WRITTEN TASK A
According to the transfer pricing text, what total revenue must a multinational group of companies exceed in a financial year for the new reporting obligations to apply?

--- Start SOURCE TEXT ---

Multinational groups of companies (“MGCs”), as defined in Russian law, will face new transfer pricing (“TP”) reporting obligations starting from 2018 in relation to their activities in 2017 (the first reporting period).This change results from a Federal Law* (the “Law”) whose provisions are, to a large extent, based on OECD principles.

The new obligations increase the amount of data on MGCs and their members that will be disclosed to the Russian tax authorities. This may increase the possibility and scope of TP control and corresponding additional tax accruals.

Overview of the three-tier system of TP documentation in Russia

Definition and scope

The three-tier system of TP documentation filing, according to the Law, is meant for Russian taxpayers who form part of an MGC.

An MGC, as defined by the Law, is a group of legal entities and/or foreign structures that are not recognised as legal entities, which are interrelated through participations in the charter capital and/or management control. A group qualifies as an MGC if it meets all of the following conditions simultaneously:

  • it prepares consolidated financial statements in accordance with the accounting legislation or the requirements of any stock exchange applicable to listed companies;
  • it includes at least one Russian tax resident or a foreign company that is subject to taxation in Russia through a permanent establishment; and
  • it includes at least one company that is not recognised as a Russian tax resident or is subject to taxation outside Russia through a permanent establishment.

The new reporting obligations apply to MGCs that have total revenues in excess of RUB 50bn (approx. EUR 72.5m) in a financial year, unless other financial criteria are prescribed by the national legislation in the country of incorporation of their ultimate parent companies. If the ultimate parent company of an MGC is a foreign tax resident, the revenue threshold set by the legislation in the country of incorporation of the ultimate parent company applies instead.

--- End SOURCE TEXT ---
--- Start DATASET CONTENT ---

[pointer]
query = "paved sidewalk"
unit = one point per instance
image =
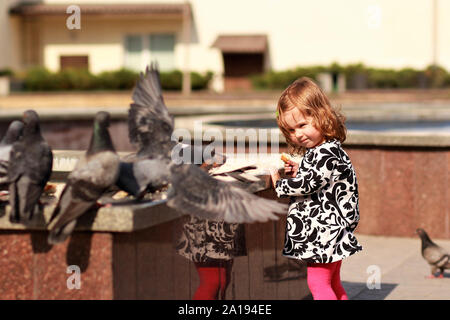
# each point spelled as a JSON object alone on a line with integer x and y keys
{"x": 401, "y": 268}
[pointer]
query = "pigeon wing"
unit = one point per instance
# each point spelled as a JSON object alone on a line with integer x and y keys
{"x": 149, "y": 121}
{"x": 433, "y": 254}
{"x": 195, "y": 192}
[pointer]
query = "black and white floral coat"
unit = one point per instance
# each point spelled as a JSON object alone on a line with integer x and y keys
{"x": 323, "y": 212}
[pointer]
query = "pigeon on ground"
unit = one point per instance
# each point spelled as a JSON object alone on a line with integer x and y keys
{"x": 436, "y": 256}
{"x": 30, "y": 167}
{"x": 94, "y": 174}
{"x": 192, "y": 191}
{"x": 12, "y": 135}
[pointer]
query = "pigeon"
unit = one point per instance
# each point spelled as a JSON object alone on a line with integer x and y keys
{"x": 12, "y": 135}
{"x": 93, "y": 175}
{"x": 150, "y": 128}
{"x": 436, "y": 256}
{"x": 30, "y": 167}
{"x": 191, "y": 190}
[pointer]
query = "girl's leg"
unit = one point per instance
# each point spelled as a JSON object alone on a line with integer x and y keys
{"x": 336, "y": 283}
{"x": 214, "y": 279}
{"x": 209, "y": 285}
{"x": 319, "y": 277}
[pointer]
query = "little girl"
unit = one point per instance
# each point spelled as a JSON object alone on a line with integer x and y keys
{"x": 323, "y": 212}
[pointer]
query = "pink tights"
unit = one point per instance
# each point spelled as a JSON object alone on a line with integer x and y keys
{"x": 324, "y": 281}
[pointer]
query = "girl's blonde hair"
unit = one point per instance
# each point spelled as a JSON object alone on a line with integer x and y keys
{"x": 311, "y": 101}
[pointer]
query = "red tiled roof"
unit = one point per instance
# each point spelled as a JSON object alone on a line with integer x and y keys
{"x": 241, "y": 43}
{"x": 92, "y": 9}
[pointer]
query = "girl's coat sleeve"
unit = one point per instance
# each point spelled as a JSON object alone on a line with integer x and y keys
{"x": 314, "y": 174}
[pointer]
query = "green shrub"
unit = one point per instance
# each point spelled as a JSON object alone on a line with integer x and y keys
{"x": 41, "y": 79}
{"x": 172, "y": 80}
{"x": 358, "y": 76}
{"x": 74, "y": 79}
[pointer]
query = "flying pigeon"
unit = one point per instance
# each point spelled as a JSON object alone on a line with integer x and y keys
{"x": 192, "y": 191}
{"x": 437, "y": 257}
{"x": 30, "y": 167}
{"x": 12, "y": 135}
{"x": 150, "y": 128}
{"x": 95, "y": 173}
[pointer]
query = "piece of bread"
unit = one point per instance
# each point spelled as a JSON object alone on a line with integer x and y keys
{"x": 285, "y": 157}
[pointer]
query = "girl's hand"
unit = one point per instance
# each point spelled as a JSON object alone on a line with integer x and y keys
{"x": 274, "y": 175}
{"x": 291, "y": 168}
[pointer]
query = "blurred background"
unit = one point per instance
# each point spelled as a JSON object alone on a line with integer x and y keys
{"x": 225, "y": 46}
{"x": 384, "y": 63}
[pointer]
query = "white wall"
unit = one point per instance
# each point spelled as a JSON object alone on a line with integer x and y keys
{"x": 382, "y": 33}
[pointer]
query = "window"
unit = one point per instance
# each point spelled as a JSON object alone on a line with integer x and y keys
{"x": 140, "y": 50}
{"x": 77, "y": 62}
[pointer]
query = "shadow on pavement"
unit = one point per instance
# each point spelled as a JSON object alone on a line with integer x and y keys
{"x": 360, "y": 291}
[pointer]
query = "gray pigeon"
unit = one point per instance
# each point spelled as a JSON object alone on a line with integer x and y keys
{"x": 437, "y": 257}
{"x": 30, "y": 167}
{"x": 94, "y": 174}
{"x": 150, "y": 128}
{"x": 12, "y": 135}
{"x": 192, "y": 190}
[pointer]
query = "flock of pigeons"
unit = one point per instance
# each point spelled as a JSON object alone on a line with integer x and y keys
{"x": 26, "y": 165}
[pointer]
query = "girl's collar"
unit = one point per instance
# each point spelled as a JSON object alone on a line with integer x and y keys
{"x": 321, "y": 144}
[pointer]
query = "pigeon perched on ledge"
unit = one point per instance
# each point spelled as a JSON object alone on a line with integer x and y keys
{"x": 12, "y": 135}
{"x": 436, "y": 256}
{"x": 191, "y": 190}
{"x": 30, "y": 167}
{"x": 95, "y": 173}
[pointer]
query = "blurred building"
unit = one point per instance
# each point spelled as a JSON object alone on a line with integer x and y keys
{"x": 231, "y": 38}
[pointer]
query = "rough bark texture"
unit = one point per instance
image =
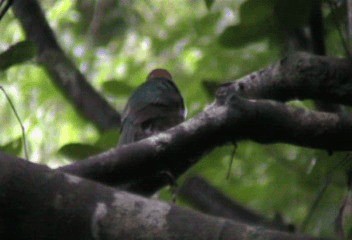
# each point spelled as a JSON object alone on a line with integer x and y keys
{"x": 300, "y": 76}
{"x": 39, "y": 203}
{"x": 86, "y": 100}
{"x": 230, "y": 119}
{"x": 206, "y": 198}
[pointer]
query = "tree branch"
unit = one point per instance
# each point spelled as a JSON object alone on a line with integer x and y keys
{"x": 229, "y": 119}
{"x": 211, "y": 201}
{"x": 72, "y": 82}
{"x": 38, "y": 203}
{"x": 300, "y": 76}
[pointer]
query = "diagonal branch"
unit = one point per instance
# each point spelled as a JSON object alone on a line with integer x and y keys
{"x": 229, "y": 119}
{"x": 203, "y": 196}
{"x": 63, "y": 72}
{"x": 38, "y": 203}
{"x": 300, "y": 76}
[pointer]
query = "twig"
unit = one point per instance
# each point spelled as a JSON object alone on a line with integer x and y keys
{"x": 344, "y": 43}
{"x": 19, "y": 120}
{"x": 231, "y": 161}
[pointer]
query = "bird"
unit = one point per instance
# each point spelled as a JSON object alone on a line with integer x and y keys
{"x": 153, "y": 107}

--- End DATASET CONTENT ---

WRITTEN TASK B
List each line of the listing that includes the string "blurred".

FULL RESPONSE A
RUB 50bn (approx. EUR 72.5m).

FULL RESPONSE B
query = "blurred background"
query = "blurred building"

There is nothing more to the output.